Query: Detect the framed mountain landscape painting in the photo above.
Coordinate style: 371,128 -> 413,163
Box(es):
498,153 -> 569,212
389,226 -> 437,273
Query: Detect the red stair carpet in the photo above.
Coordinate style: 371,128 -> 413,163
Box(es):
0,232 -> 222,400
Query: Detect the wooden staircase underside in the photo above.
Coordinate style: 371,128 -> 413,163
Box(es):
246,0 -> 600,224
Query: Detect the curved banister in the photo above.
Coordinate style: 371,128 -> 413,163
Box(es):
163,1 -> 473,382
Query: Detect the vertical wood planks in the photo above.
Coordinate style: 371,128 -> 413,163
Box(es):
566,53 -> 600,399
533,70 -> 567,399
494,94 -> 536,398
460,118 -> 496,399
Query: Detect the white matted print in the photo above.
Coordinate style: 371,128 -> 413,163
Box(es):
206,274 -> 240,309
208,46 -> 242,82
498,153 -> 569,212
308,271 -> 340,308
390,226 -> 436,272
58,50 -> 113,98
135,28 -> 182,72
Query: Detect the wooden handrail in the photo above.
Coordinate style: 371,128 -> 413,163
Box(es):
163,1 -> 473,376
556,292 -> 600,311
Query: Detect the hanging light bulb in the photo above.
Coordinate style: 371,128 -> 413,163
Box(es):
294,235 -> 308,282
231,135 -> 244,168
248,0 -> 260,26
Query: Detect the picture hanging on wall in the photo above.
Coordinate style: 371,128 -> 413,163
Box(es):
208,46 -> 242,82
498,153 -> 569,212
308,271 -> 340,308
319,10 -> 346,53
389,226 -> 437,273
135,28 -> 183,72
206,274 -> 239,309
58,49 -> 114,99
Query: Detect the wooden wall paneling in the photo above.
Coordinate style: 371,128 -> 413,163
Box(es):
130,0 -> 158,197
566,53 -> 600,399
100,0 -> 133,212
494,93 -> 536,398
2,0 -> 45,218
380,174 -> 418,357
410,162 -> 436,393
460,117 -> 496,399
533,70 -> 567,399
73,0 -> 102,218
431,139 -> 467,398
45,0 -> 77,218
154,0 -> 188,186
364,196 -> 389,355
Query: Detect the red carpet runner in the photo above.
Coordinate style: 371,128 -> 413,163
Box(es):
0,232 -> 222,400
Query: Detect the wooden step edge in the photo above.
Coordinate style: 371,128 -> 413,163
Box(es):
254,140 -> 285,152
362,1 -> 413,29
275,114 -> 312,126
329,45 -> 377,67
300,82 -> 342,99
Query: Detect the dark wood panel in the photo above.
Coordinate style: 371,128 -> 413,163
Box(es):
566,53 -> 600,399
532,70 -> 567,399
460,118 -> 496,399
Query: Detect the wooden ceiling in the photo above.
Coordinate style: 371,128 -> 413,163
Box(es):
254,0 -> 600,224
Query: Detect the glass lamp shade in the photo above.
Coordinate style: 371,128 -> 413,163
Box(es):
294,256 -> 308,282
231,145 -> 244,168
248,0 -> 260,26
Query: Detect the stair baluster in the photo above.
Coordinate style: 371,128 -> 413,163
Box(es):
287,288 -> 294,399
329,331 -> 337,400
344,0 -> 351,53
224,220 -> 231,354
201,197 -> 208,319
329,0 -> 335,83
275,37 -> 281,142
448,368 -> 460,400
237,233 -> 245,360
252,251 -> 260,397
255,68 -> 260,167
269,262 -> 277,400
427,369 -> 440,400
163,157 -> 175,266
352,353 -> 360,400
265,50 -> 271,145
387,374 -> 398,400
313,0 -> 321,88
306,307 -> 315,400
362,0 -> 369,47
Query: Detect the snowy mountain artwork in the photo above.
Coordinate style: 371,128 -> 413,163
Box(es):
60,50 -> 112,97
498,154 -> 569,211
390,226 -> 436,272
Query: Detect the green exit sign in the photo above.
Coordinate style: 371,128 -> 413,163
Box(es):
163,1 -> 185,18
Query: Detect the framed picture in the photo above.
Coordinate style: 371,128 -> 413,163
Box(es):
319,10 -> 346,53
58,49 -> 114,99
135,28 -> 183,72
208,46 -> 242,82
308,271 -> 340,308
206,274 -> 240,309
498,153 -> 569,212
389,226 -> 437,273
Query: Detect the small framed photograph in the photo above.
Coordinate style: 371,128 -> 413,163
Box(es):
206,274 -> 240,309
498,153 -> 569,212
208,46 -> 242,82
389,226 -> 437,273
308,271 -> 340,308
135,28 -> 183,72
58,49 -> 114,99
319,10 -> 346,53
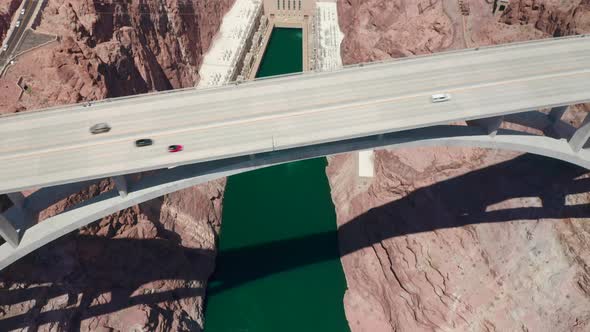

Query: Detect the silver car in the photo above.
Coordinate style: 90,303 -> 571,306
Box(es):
431,93 -> 451,103
90,123 -> 111,134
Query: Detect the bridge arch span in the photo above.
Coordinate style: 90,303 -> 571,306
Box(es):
0,125 -> 590,270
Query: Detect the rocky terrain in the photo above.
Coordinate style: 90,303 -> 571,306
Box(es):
336,0 -> 590,332
0,0 -> 22,40
0,0 -> 233,112
0,0 -> 233,331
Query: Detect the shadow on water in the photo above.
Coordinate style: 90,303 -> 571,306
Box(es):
0,155 -> 590,330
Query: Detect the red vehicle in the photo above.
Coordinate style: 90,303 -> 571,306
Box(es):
168,144 -> 182,152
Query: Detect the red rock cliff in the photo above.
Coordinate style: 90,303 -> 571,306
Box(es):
0,0 -> 233,331
0,0 -> 22,40
336,0 -> 590,332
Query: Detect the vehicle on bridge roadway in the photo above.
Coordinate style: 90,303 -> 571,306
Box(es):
90,123 -> 111,135
432,93 -> 451,103
135,138 -> 154,148
168,144 -> 182,152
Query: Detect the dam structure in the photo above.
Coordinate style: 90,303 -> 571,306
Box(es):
198,0 -> 344,88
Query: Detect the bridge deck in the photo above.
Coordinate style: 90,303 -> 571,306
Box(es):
0,37 -> 590,193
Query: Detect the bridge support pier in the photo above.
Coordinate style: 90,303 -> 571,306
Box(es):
6,192 -> 25,209
113,175 -> 127,197
549,106 -> 569,123
569,113 -> 590,152
467,116 -> 504,137
0,214 -> 19,248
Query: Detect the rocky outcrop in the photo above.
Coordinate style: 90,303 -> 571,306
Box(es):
502,0 -> 590,37
0,0 -> 22,40
0,0 -> 233,110
338,0 -> 453,64
0,180 -> 225,331
336,0 -> 590,332
0,0 -> 233,331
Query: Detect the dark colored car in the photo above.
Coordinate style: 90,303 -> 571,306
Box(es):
168,144 -> 182,152
135,138 -> 154,148
90,123 -> 111,135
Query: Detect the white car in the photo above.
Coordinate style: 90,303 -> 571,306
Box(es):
432,93 -> 451,103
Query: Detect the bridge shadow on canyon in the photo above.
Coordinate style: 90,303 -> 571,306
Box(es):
0,155 -> 590,330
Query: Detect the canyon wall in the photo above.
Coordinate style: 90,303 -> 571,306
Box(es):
0,0 -> 22,40
0,0 -> 233,331
336,0 -> 590,332
0,0 -> 233,112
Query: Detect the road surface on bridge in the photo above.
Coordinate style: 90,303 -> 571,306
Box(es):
0,37 -> 590,193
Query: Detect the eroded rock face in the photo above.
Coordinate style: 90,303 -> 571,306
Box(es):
336,0 -> 590,332
0,0 -> 233,112
502,0 -> 590,37
0,180 -> 225,331
0,0 -> 233,331
0,0 -> 22,40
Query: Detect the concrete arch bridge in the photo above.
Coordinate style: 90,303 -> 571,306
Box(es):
0,36 -> 590,269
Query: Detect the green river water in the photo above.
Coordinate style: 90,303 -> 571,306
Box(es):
205,28 -> 349,332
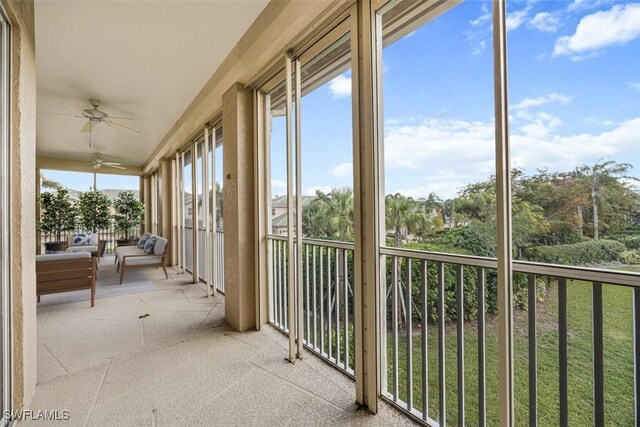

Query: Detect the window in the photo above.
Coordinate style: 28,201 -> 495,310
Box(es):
0,12 -> 11,426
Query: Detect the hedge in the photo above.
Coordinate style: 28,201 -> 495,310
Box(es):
618,236 -> 640,250
524,239 -> 626,265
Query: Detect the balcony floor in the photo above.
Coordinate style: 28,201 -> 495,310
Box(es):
26,258 -> 412,427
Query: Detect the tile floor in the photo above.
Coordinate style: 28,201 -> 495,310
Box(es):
25,261 -> 412,427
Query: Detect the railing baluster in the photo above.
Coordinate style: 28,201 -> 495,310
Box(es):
334,248 -> 340,365
592,282 -> 604,426
420,260 -> 429,421
558,277 -> 568,427
320,246 -> 328,354
528,274 -> 538,426
312,245 -> 318,350
304,245 -> 311,345
327,248 -> 333,359
633,288 -> 640,425
456,264 -> 465,426
405,258 -> 413,411
477,267 -> 487,427
391,255 -> 399,402
342,249 -> 349,370
438,262 -> 447,426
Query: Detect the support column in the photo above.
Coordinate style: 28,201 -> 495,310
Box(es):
140,176 -> 153,233
351,1 -> 386,414
36,168 -> 42,255
222,83 -> 256,331
157,157 -> 173,265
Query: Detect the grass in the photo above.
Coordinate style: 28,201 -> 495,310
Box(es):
387,272 -> 640,426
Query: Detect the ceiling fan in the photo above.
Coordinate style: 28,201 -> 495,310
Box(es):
45,99 -> 142,135
89,153 -> 126,170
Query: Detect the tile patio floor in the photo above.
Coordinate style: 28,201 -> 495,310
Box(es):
19,258 -> 412,427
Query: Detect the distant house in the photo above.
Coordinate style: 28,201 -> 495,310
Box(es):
271,196 -> 317,236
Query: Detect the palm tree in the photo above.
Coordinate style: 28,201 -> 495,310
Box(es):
385,193 -> 431,325
385,193 -> 431,248
576,160 -> 638,240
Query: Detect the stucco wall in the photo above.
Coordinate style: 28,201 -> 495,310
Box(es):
1,0 -> 37,409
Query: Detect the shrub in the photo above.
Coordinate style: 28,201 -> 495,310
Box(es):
525,240 -> 625,265
618,236 -> 640,249
619,250 -> 640,264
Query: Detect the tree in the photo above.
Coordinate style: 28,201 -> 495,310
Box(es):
385,193 -> 431,248
113,191 -> 144,240
40,188 -> 78,242
78,189 -> 111,233
576,160 -> 638,240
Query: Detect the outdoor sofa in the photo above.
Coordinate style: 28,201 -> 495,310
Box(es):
115,233 -> 169,284
36,252 -> 96,307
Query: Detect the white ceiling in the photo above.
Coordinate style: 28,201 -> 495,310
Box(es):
35,0 -> 268,166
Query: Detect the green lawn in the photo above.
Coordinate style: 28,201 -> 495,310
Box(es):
388,272 -> 640,426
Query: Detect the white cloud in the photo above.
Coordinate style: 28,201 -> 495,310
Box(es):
384,112 -> 640,198
331,162 -> 353,178
471,40 -> 487,56
469,13 -> 491,27
507,5 -> 531,31
303,185 -> 331,196
527,12 -> 561,33
567,0 -> 611,12
329,74 -> 351,98
271,179 -> 287,194
553,3 -> 640,61
510,92 -> 571,111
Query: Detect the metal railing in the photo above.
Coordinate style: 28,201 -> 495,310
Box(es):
40,224 -> 140,254
269,235 -> 355,376
269,235 -> 640,426
185,226 -> 224,294
380,247 -> 640,426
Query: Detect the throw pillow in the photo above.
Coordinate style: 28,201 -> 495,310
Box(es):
138,233 -> 151,249
73,233 -> 91,246
144,236 -> 158,254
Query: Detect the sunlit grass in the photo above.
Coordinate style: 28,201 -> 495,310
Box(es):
387,272 -> 640,426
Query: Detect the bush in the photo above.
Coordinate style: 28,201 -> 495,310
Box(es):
386,243 -> 546,323
618,236 -> 640,250
524,240 -> 626,265
619,250 -> 640,264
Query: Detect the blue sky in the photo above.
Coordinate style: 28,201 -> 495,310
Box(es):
272,0 -> 640,198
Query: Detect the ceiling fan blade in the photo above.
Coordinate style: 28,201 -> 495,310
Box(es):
60,102 -> 83,112
103,163 -> 126,170
109,116 -> 136,122
80,120 -> 97,133
38,111 -> 85,119
106,122 -> 142,135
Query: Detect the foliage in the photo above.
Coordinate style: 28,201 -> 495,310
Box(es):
618,236 -> 640,249
385,193 -> 432,247
40,188 -> 78,242
525,240 -> 625,265
78,190 -> 111,233
619,249 -> 640,264
302,188 -> 353,242
113,191 -> 144,239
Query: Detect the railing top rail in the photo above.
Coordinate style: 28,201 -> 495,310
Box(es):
267,234 -> 354,250
380,246 -> 497,268
267,234 -> 287,241
380,247 -> 640,287
302,238 -> 354,250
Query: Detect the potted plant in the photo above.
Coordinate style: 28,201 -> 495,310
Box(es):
40,188 -> 77,252
113,191 -> 144,245
78,189 -> 111,256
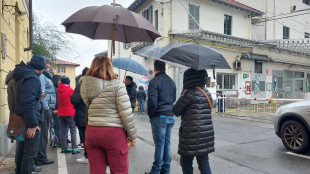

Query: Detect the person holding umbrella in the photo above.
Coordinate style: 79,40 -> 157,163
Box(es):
145,60 -> 176,174
137,86 -> 146,114
172,68 -> 215,174
125,76 -> 137,112
80,56 -> 137,174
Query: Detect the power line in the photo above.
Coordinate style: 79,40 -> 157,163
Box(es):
268,12 -> 310,21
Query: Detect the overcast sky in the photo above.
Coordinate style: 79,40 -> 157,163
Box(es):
33,0 -> 134,74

_ _ _ _

● SET EXERCISE
Put the lines of the entries into a JSON list of strings, one string per line and skipping blank lines, starting with the line containing "Query: Detect the dark colored" and going on through the line containing "0,12 -> 11,426", both included. Leave the pictures out of the list.

● THE REPLY
[
  "Query: Detect the dark colored car in the photo above.",
  "Coordinate style: 90,303 -> 571,306",
  "Box(es):",
  "168,144 -> 182,152",
  "135,138 -> 154,148",
  "90,123 -> 111,135",
  "Query: Detect the white car in the photo above.",
  "Coordinate style: 90,303 -> 571,306",
  "Box(es):",
  "432,93 -> 451,103",
  "Query: Detect the bridge shadow on canyon in the photo above.",
  "Coordinate style: 90,303 -> 571,306",
  "Box(es):",
  "0,155 -> 590,330",
  "Query: Detect the canyon wall in the photo above.",
  "Coordinate style: 90,303 -> 571,306",
  "Box(es):",
  "0,0 -> 22,40",
  "0,0 -> 233,331",
  "336,0 -> 590,332",
  "0,0 -> 233,112",
  "Query: Detect the road surface on bridge in the photo above.",
  "Coordinate style: 90,303 -> 571,306",
  "Box(es):",
  "0,37 -> 590,193",
  "Query: Detect the eroded rock face in the photo above.",
  "Coordinate style: 90,303 -> 571,306",
  "Box(es):",
  "336,0 -> 590,332",
  "0,0 -> 233,112",
  "502,0 -> 590,37",
  "0,180 -> 225,331",
  "0,0 -> 233,331",
  "0,0 -> 22,40",
  "Query: Detect the concrete arch bridge in the photo above.",
  "Coordinate style: 90,303 -> 571,306",
  "Box(es):",
  "0,36 -> 590,269",
  "Query: Detect the green river water in the photo above.",
  "Coordinate style: 90,303 -> 571,306",
  "Box(es):",
  "205,28 -> 349,332",
  "Query: Detect the window in the photo above.",
  "Coordinate style: 28,201 -> 495,310",
  "Box(es):",
  "0,12 -> 11,426"
]